— start Passage —

Historically, retail property offered rich pickings for landlords. They simply signed up well-covenanted operators on long leases and they didn’t need to worry about the unit until the lease was up.
How times have changed. Today landlords need to do more than hand the keys over. In the wake of the flurry of retailer collapses and company voluntary arrangements (CVAs) in the last 12 months, it is ever more important that landlords and retailers work together to understand what consumers want and create great shopping destinations.
We have already seen one shopping centre – Nicholsons in Maidenhead – enter receivership and it’s rumoured others could follow suit in the coming months as anchor tenants such as Debenhams seek to downsize their estates. The centres most at risk are those that have not kept up with the times.
Find out more - Shopping centres: centre of the storm
To find out the root cause of these issues and whether it’s all bad news for the nation’s shopping centres and high streets Property Week commissioned location specialist CACI to look at how shopper trends have changed over the past five years.
To do this, CACI did a deep dive into its Shopper Dimensions database of 650,000 recent consumer surveys.
These in-centre exit surveys, which regularly take place at more than 230 retail centres across the UK, ask shoppers questions about frequency of visit; dwell time; shops visited; retail and catering spending and conversion rates (catering conversion being the proportion of shoppers who spend on F&B during a visit); and shopper demographics.
First the bad news – the increasingly uncertain and volatile economic climate has had a significant impact on the way consumers engage with retail, according to Fran Goodfellow, senior consultant at CACI.
“Last year saw in-centre off-peak [Jan-Oct] engagement metrics such as dwell time, frequency and retail spend fall below 2016 levels and this trend appears to have stayed true for 2018, with metrics continuing to decline,” says Goodfellow.
“Frequency [of visit] has declined by 17% between 2013 and 2018, and 2.9% year on year, while dwell time has decreased 8% since 2016.”
But the good news is that centres that manage to excite the interest of shoppers can still do well, she adds. “The changing metrics point towards a more targeted shopping trip. Destinations have less face time with customers, so it is the ones that maximise engagement that will do well.
“The destinations – and retailers – that are failing are the ones that don’t tailor their offer to the changing needs of the customer.”
Catering spend has also increased and is at its highest level for five years, despite the collapse of a number of high-profile F&B operators and CVAs being sought by several more.

— end Passage —

Task requirements —
1 > Copy, word for word, the part of the article on shopping centres that opens with the words containing "First the bad" and closes with "will do well.".
2 > According to the article on shopping centres, how many recent consumer surveys are in CACI's Shopper Dimensions database?
3 > List every topic that the article on shopping centres says the in-centre exit surveys ask shoppers about.

— start Information given —

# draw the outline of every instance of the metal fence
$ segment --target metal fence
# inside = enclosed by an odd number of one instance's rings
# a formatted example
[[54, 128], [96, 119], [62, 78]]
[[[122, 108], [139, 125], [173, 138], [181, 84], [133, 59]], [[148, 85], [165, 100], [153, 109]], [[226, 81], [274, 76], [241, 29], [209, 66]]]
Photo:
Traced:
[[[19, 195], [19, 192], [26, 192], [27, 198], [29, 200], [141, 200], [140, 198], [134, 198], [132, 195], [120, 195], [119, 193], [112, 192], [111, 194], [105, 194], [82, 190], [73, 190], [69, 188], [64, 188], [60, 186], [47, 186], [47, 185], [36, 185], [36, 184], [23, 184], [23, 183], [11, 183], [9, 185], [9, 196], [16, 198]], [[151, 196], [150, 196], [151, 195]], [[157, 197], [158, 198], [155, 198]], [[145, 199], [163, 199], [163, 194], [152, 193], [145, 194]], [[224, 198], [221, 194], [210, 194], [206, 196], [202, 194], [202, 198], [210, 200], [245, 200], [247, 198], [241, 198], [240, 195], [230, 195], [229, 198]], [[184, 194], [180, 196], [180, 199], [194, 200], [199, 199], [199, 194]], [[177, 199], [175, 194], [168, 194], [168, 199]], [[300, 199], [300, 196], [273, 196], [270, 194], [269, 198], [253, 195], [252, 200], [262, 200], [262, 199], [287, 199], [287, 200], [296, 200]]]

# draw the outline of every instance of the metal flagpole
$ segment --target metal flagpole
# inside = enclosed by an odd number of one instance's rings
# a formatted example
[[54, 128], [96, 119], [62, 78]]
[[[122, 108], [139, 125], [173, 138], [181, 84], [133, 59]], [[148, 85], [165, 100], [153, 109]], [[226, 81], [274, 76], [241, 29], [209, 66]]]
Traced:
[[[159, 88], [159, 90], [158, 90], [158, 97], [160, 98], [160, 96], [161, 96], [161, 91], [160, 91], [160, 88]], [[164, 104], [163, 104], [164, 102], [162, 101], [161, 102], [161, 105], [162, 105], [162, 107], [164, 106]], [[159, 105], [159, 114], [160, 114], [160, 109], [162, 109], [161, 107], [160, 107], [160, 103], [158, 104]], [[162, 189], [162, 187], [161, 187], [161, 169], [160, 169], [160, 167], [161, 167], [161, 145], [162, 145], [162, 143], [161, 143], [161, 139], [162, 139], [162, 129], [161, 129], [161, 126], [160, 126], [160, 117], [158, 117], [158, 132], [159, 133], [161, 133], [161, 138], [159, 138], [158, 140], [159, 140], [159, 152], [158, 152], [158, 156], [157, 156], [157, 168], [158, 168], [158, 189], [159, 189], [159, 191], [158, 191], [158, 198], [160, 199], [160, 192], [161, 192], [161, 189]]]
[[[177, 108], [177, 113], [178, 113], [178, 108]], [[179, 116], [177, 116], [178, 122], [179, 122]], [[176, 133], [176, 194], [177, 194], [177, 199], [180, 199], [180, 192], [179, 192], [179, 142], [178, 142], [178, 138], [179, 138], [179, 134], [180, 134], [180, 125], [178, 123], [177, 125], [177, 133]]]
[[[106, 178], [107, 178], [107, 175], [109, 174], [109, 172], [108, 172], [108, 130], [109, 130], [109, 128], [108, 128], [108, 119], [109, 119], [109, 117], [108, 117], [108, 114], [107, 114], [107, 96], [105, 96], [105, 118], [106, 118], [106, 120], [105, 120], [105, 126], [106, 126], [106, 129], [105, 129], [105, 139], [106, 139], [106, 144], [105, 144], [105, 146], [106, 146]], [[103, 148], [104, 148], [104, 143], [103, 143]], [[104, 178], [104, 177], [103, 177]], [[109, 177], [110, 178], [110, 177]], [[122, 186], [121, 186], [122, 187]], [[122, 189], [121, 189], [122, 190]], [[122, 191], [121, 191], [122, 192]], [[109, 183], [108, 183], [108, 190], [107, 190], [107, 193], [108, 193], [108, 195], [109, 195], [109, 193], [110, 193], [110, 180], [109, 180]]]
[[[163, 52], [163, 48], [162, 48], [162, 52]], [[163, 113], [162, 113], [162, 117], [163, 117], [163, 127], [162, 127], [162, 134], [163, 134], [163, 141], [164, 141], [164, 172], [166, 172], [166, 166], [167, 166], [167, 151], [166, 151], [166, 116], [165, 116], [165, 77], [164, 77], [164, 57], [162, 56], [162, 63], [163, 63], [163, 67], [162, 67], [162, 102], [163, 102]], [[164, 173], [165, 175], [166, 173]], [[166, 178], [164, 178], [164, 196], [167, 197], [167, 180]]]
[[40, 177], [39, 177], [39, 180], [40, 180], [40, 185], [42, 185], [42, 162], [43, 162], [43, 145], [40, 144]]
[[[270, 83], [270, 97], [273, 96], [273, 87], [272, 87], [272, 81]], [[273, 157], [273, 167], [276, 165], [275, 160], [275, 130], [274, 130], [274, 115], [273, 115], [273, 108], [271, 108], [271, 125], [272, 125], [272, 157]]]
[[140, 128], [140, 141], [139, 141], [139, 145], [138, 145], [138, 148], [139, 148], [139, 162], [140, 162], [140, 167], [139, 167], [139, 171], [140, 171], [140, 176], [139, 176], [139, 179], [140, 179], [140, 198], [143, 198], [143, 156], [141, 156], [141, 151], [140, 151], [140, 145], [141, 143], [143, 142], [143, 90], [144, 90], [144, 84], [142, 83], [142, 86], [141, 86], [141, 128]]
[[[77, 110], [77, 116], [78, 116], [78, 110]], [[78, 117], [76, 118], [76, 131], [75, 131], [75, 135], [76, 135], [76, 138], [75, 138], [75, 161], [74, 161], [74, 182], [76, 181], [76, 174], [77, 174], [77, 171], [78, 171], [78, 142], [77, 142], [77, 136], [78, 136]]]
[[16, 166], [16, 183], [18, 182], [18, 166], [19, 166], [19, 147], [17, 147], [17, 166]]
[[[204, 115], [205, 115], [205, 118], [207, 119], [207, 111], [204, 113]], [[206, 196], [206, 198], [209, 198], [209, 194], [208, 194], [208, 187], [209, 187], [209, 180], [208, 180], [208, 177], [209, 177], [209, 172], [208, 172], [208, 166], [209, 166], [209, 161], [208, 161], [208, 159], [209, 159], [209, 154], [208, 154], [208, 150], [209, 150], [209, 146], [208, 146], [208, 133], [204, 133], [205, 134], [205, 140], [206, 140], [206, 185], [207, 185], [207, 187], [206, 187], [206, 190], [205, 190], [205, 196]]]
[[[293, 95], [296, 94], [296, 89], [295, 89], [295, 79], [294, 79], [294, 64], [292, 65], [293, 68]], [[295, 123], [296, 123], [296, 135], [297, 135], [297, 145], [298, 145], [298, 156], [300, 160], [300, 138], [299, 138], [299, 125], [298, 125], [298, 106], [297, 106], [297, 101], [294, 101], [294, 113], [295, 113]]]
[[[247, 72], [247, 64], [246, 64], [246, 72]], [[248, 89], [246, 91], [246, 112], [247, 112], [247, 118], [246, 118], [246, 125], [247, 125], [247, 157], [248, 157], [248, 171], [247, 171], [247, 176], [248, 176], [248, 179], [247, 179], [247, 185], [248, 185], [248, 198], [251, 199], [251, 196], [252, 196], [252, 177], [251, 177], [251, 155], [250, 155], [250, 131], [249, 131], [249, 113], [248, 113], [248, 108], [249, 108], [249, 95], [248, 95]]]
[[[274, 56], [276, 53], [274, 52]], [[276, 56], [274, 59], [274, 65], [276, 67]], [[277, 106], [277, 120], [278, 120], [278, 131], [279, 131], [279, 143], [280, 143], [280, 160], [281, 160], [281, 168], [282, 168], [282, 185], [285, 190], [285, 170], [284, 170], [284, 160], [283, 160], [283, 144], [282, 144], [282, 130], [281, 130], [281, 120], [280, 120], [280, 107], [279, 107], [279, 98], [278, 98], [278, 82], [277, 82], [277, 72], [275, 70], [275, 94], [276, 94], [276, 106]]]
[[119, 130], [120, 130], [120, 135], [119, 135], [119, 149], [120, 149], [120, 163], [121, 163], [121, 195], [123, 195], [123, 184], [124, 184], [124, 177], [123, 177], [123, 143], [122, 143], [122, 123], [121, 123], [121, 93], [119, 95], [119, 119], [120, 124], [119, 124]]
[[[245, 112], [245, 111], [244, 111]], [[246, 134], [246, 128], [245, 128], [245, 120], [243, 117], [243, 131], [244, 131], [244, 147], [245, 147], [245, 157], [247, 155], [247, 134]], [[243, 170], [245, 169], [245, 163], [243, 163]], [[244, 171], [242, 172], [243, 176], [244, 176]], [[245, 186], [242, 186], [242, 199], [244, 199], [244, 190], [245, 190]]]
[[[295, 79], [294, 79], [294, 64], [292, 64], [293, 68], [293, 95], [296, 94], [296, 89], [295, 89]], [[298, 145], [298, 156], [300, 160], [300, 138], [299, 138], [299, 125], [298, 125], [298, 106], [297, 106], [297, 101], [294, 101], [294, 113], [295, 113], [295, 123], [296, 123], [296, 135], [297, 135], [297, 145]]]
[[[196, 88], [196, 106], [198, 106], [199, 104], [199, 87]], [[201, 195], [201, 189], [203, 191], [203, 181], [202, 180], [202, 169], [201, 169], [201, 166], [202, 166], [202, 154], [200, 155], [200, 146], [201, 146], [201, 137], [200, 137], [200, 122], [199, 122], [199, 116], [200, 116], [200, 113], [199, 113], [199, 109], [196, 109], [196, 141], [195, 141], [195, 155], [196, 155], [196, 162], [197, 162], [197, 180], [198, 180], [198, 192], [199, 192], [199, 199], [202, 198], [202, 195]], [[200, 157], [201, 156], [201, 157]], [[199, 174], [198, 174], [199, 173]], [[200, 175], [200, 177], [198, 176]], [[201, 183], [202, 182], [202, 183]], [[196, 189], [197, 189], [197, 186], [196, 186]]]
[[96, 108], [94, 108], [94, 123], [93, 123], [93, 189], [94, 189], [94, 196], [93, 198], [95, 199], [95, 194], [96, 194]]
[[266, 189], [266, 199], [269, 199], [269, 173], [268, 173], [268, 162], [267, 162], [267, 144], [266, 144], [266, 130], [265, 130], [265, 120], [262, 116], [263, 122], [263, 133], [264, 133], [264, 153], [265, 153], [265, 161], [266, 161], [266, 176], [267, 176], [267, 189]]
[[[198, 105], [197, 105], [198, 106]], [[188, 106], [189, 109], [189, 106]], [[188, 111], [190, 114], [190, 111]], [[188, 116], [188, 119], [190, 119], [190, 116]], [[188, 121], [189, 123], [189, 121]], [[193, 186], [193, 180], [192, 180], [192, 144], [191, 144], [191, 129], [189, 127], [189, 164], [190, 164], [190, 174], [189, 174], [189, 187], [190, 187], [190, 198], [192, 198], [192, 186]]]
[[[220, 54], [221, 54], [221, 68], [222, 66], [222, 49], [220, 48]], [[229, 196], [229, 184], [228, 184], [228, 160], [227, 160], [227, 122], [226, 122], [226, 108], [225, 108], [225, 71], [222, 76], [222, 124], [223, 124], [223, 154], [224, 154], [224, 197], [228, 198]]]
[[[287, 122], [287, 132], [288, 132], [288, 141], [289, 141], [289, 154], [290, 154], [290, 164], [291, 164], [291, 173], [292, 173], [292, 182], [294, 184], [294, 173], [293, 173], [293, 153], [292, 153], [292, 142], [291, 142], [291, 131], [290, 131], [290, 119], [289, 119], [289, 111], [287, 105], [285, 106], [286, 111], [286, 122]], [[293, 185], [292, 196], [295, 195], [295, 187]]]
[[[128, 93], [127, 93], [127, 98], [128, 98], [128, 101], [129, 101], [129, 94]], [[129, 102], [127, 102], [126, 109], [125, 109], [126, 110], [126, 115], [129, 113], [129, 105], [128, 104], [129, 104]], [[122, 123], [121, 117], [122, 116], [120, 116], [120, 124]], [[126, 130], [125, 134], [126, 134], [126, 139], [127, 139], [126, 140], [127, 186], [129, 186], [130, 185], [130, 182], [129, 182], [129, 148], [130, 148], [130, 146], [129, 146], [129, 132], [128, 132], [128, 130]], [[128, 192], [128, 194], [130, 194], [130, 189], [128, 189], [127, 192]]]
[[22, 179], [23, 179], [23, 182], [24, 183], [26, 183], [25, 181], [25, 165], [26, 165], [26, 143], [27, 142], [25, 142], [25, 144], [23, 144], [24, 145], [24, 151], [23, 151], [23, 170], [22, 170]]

— end Information given —

Answers for this exercise —
1 >
First the bad news – the increasingly uncertain and volatile economic climate has had a significant impact on the way consumers engage with retail, according to Fran Goodfellow, senior consultant at CACI.
“Last year saw in-centre off-peak [Jan-Oct] engagement metrics such as dwell time, frequency and retail spend fall below 2016 levels and this trend appears to have stayed true for 2018, with metrics continuing to decline,” says Goodfellow.
“Frequency [of visit] has declined by 17% between 2013 and 2018, and 2.9% year on year, while dwell time has decreased 8% since 2016.”
But the good news is that centres that manage to excite the interest of shoppers can still do well, she adds. “The changing metrics point towards a more targeted shopping trip. Destinations have less face time with customers, so it is the ones that maximise engagement that will do well.

2 > 650,000

3 >
- Frequency of visit
- Dwell time
- Shops visited
- Retail and catering spending and conversion rates
- Shopper demographics